» **Selected extract**
--*--

ThinkingSphinx: dynamic indices on the SQL-backed indices?

ThinkingSphinx: dynamic indices on the SQL-backed indices? - ruby-on-rails

I am trying to use ThinkingSphinx (with SQL-backed indices) in my Rails 5 project.
I need some dynamic run-time indices to search over.
I have a Message model:
class Message < ApplicationRecord
belongs_to :sender, class_name: 'User', :inverse_of => :messages
belongs_to :recipient, class_name: 'User', :inverse_of => :messages
end
and its indexer:
ThinkingSphinx::Index.define :message, :with => :active_record, :delta => true do
indexes text
indexes sender.email, :as => :sender_email, :sortable => true
indexes recipient.email, :as => :recipient_email, :sortable => true
indexes [sender.email, recipient.email], :as => :messager_email, :sortable => true
has sender_id, created_at, updated_at
has recipient_id
end
schema.rb:
create_table "messages", force: :cascade do |t|
t.integer "sender_id"
t.integer "recipient_id"
t.text "text"
t.datetime "created_at", null: false
t.datetime "updated_at", null: false
t.boolean "read", default: false
t.boolean "spam", default: false
t.boolean "delta", default: true, null: false
t.index ["recipient_id"], name: "index_messages_on_recipient_id", using: :btree
t.index ["sender_id"], name: "index_messages_on_sender_id", using: :btree
end
The problem is about so-called "dialogs". They don't exist in the database - they are determined at run-time. A dialog - that's a set of messages between 2 users, where each user may be either a sender or a receiver.
The task is to search through my dialogs and to find the dialog (dialog's messages) by the piece of the correspondent email. So complicated!
Here's my effort:
conditions = {messager_email: search_email}
with_current_user_dialogs =
"*, IF(sender_id = #{current_user.id} OR recipient_id = #{current_user.id}, 1, 0) AS current_user_dialogs"
messages = Message.search search_email, conditions: conditions,
select: with_current_user_dialogs,
with: {'current_user_dialogs' => 1}
This is almost fine - but still not. This query correctly searches only within my dialog (within the messages I sent or received) and only within :sender and :recipient fields simultaneously (which is not best).
Say my email is "client1#example.com". Other emails are like "client2#example.com", "client3#example.com", "manager1#example.com".

--*--

» **Data excerpts**
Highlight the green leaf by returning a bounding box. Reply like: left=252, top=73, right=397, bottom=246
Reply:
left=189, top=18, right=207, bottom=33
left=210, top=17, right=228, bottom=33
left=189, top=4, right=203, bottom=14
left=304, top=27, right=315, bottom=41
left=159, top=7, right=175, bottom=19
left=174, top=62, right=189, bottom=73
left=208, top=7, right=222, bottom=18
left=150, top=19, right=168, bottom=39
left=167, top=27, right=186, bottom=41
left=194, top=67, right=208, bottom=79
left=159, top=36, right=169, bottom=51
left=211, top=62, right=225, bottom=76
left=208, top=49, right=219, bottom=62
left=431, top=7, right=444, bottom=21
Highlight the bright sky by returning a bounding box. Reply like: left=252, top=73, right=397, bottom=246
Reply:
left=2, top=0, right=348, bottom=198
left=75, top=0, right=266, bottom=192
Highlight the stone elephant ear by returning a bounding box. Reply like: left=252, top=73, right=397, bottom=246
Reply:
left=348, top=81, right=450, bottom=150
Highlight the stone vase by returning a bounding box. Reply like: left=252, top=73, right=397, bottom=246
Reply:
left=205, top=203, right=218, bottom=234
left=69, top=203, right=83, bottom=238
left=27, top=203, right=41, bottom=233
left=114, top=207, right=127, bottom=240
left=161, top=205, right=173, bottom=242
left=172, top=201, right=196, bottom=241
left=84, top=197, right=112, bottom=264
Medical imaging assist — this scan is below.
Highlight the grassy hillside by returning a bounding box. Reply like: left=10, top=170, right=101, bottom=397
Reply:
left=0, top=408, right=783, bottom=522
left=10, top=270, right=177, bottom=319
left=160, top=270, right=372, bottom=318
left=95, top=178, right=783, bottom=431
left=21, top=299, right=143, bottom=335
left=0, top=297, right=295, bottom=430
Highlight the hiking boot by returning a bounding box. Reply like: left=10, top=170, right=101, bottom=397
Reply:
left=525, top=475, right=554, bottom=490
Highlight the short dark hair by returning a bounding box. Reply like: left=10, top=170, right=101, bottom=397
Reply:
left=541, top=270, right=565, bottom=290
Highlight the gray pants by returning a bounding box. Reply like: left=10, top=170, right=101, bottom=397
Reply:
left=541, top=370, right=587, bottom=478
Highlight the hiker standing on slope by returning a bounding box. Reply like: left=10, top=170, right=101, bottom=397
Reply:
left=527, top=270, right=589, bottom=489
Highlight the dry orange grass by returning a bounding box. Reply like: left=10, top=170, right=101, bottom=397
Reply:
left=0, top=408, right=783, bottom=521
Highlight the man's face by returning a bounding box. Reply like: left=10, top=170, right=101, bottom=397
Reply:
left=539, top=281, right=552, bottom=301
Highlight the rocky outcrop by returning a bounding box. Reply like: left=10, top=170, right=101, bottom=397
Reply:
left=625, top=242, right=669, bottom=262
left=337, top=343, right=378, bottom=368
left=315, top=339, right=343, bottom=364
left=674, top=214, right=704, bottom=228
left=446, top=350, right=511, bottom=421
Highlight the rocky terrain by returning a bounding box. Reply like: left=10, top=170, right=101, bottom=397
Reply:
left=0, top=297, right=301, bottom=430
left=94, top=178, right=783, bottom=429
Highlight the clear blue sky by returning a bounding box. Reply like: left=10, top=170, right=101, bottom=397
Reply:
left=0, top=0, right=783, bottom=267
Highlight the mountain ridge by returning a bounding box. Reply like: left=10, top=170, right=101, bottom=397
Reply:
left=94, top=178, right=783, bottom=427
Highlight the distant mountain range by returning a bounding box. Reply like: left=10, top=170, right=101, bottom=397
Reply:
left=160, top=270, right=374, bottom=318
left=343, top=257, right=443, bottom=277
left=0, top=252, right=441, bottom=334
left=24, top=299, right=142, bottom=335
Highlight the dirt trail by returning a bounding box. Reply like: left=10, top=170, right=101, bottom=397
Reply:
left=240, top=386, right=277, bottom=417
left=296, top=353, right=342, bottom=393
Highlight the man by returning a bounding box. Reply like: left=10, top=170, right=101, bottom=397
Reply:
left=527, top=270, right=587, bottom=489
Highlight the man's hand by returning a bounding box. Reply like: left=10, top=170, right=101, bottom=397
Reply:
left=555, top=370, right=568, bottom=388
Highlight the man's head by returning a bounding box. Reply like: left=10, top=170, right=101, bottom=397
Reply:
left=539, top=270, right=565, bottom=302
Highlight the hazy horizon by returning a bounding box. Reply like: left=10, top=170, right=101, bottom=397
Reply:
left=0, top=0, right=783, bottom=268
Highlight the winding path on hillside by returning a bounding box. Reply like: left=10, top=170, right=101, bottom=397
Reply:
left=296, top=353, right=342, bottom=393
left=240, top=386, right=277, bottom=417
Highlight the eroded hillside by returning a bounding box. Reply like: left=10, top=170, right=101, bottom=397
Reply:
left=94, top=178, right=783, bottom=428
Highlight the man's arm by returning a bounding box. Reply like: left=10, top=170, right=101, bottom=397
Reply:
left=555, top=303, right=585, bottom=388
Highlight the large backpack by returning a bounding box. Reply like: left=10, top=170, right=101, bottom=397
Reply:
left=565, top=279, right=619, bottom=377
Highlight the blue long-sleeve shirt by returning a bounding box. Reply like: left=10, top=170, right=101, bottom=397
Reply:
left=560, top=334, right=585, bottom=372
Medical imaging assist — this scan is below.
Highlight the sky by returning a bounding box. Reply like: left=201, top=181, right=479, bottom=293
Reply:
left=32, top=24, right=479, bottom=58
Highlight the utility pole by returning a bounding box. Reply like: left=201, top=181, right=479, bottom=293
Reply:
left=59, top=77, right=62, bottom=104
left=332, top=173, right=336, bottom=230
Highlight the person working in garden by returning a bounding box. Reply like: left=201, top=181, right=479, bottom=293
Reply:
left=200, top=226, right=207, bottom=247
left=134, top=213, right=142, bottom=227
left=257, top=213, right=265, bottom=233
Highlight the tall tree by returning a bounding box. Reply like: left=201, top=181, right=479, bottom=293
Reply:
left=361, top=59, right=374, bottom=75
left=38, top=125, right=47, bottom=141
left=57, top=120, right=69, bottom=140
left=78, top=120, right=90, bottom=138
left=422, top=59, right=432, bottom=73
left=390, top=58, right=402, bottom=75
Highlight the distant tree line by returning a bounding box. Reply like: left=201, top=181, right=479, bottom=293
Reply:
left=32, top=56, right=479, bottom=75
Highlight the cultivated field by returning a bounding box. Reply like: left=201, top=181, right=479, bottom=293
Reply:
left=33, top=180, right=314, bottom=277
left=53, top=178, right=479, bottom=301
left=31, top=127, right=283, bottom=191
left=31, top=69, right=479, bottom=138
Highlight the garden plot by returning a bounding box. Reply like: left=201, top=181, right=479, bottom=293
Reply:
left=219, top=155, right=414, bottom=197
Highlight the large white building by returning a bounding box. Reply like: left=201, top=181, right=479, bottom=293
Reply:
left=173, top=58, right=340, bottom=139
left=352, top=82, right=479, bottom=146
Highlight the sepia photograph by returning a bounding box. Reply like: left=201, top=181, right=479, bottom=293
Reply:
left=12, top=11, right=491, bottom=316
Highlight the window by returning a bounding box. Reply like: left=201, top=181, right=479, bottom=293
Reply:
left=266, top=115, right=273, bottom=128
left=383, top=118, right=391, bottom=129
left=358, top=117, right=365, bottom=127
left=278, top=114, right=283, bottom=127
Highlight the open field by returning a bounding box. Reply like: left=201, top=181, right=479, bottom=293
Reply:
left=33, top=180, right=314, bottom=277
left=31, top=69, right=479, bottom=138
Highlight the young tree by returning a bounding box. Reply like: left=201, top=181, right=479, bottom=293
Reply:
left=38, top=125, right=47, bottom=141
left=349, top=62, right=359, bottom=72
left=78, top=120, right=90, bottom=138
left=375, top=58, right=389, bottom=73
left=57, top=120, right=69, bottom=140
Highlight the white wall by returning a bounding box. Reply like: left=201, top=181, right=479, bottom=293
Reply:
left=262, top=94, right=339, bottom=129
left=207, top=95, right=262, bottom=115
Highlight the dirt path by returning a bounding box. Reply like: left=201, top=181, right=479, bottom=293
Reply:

--*--

» **Problem**
Please extract the part of the ThinkingSphinx post from "The task is" to "is not best)." and copy it word for word.

» **Complete response**
The task is to search through my dialogs and to find the dialog (dialog's messages) by the piece of the correspondent email. So complicated!
Here's my effort:
conditions = {messager_email: search_email}
with_current_user_dialogs =
"*, IF(sender_id = #{current_user.id} OR recipient_id = #{current_user.id}, 1, 0) AS current_user_dialogs"
messages = Message.search search_email, conditions: conditions,
select: with_current_user_dialogs,
with: {'current_user_dialogs' => 1}
This is almost fine - but still not. This query correctly searches only within my dialog (within the messages I sent or received) and only within :sender and :recipient fields simultaneously (which is not best).